→ DESCRIPTION OF THE TASK:
Rewrite the entries below with "Tag any visible" swapped for "Mark every visible" wherever it appears, leaving every other word and number as it is.

↓

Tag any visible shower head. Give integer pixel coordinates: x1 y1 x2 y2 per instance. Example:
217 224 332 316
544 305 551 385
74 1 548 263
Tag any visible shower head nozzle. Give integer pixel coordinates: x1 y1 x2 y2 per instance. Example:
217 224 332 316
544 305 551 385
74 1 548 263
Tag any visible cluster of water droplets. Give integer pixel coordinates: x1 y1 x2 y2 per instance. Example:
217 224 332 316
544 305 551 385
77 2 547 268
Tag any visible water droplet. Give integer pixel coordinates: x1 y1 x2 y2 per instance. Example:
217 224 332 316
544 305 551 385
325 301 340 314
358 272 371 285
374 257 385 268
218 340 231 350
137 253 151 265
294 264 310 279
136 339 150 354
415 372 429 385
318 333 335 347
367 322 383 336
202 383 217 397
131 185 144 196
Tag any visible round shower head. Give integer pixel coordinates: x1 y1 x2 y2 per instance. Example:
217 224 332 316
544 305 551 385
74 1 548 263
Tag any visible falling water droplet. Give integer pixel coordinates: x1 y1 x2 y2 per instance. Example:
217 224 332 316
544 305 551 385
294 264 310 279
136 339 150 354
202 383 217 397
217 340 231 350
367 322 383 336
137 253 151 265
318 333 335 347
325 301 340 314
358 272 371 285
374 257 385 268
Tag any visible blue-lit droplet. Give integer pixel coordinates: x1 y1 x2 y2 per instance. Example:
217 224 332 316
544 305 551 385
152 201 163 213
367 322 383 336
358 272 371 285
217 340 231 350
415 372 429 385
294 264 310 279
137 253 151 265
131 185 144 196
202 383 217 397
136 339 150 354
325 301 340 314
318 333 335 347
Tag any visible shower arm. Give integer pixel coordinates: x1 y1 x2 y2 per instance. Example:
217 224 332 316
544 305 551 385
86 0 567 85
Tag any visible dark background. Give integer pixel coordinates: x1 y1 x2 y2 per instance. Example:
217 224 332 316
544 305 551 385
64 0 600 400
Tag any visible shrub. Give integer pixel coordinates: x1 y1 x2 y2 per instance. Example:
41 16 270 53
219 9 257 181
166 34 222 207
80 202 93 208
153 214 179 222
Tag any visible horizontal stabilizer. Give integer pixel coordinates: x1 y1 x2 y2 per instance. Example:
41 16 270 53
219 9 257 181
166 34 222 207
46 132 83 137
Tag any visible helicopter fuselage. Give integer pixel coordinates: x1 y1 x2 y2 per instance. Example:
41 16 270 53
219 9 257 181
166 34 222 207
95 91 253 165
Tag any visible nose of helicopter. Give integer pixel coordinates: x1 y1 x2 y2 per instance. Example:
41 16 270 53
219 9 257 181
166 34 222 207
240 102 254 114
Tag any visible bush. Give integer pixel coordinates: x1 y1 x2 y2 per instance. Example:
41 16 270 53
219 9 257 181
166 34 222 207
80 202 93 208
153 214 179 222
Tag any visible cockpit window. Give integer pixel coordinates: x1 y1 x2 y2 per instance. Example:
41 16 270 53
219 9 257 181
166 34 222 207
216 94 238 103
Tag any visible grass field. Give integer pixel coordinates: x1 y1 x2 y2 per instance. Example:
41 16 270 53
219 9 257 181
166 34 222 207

↑

→ EXPECTED ANSWER:
Mark every visible shower head. Give integer pixel coordinates: x1 y1 x2 y2 per instance. Example:
217 224 332 316
544 305 551 385
74 1 548 263
Mark every visible shower head nozzle. Give integer pixel coordinates: x1 y1 x2 y2 per instance. Example:
217 224 332 316
544 305 551 385
74 1 548 263
Mark every visible cluster of water droplets. Give integer pixel coordinates: x1 y1 x2 y2 per instance. Example:
217 224 332 316
544 305 551 385
77 2 547 268
Mark every visible water droplet. Give integer pixel coordinates: x1 y1 x2 y2 per instance. Example:
217 224 332 316
544 305 551 385
325 301 340 314
358 272 371 285
374 257 385 268
218 340 231 350
137 253 151 265
294 264 310 279
136 339 150 354
415 372 429 385
318 333 335 347
367 322 383 336
202 383 217 397
131 185 144 196
Mark every visible round shower head. Give integer pixel coordinates: x1 y1 x2 y2 per instance. Example:
217 224 332 316
544 305 551 385
74 1 548 263
Mark every visible falling water droplet. Give integer pixel coordinates: x1 y1 x2 y2 per instance. Example:
217 224 332 316
544 305 551 385
294 264 310 279
136 339 150 354
202 383 217 397
217 340 231 350
367 322 383 336
137 253 151 265
318 333 335 347
325 301 340 314
358 272 371 285
374 257 385 268
Mark every visible blue-lit droplet. Give integer pixel coordinates: x1 y1 x2 y2 per instance. Example:
217 224 332 316
544 305 551 385
152 201 163 213
367 322 383 336
358 272 371 285
217 340 231 350
415 372 429 385
294 264 310 279
137 253 151 265
131 185 144 196
202 383 217 397
136 339 150 354
325 301 340 314
318 333 335 347
Mark every visible shower arm. Give integer pixel coordinates: x1 y1 x2 y2 per instance. Example:
217 224 332 316
544 305 551 385
86 0 567 85
Mark every visible dark background. Give integer pixel coordinates: x1 y1 x2 y2 per instance. Example:
217 224 332 316
544 305 551 385
64 0 600 400
Mark every visible shrub. Give integer pixel coordinates: x1 y1 x2 y2 per instance. Example:
41 16 270 53
219 9 257 181
166 34 222 207
80 202 93 208
153 214 179 222
Mark every visible horizontal stabilizer. Give integer pixel coordinates: x1 y1 x2 y2 per instance. Example:
41 16 270 53
219 9 257 181
166 34 222 207
46 132 83 137
Mark every visible helicopter fuselage. Give integer pixel coordinates: x1 y1 x2 y2 per instance. Example:
41 16 270 53
219 9 257 181
166 34 222 207
95 91 253 165
Mark every visible nose of helicopter. Give integer pixel coordinates: x1 y1 x2 y2 per instance. Example:
41 16 270 53
219 9 257 181
166 34 222 207
240 102 254 114
Mark every visible bush. Give integer pixel coordinates: x1 y1 x2 y2 per instance. Example:
41 16 270 53
219 9 257 181
166 34 222 207
80 202 93 208
153 214 179 222
Mark every visible cockpit window. Give integer pixel coordinates: x1 y1 x2 y2 per instance. Example:
41 16 270 53
219 9 257 181
166 34 222 207
216 94 238 103
Mark every visible grass field. Give integer pixel coordinates: x1 y1 x2 y2 per instance. Example:
41 16 270 53
219 9 257 181
166 34 222 207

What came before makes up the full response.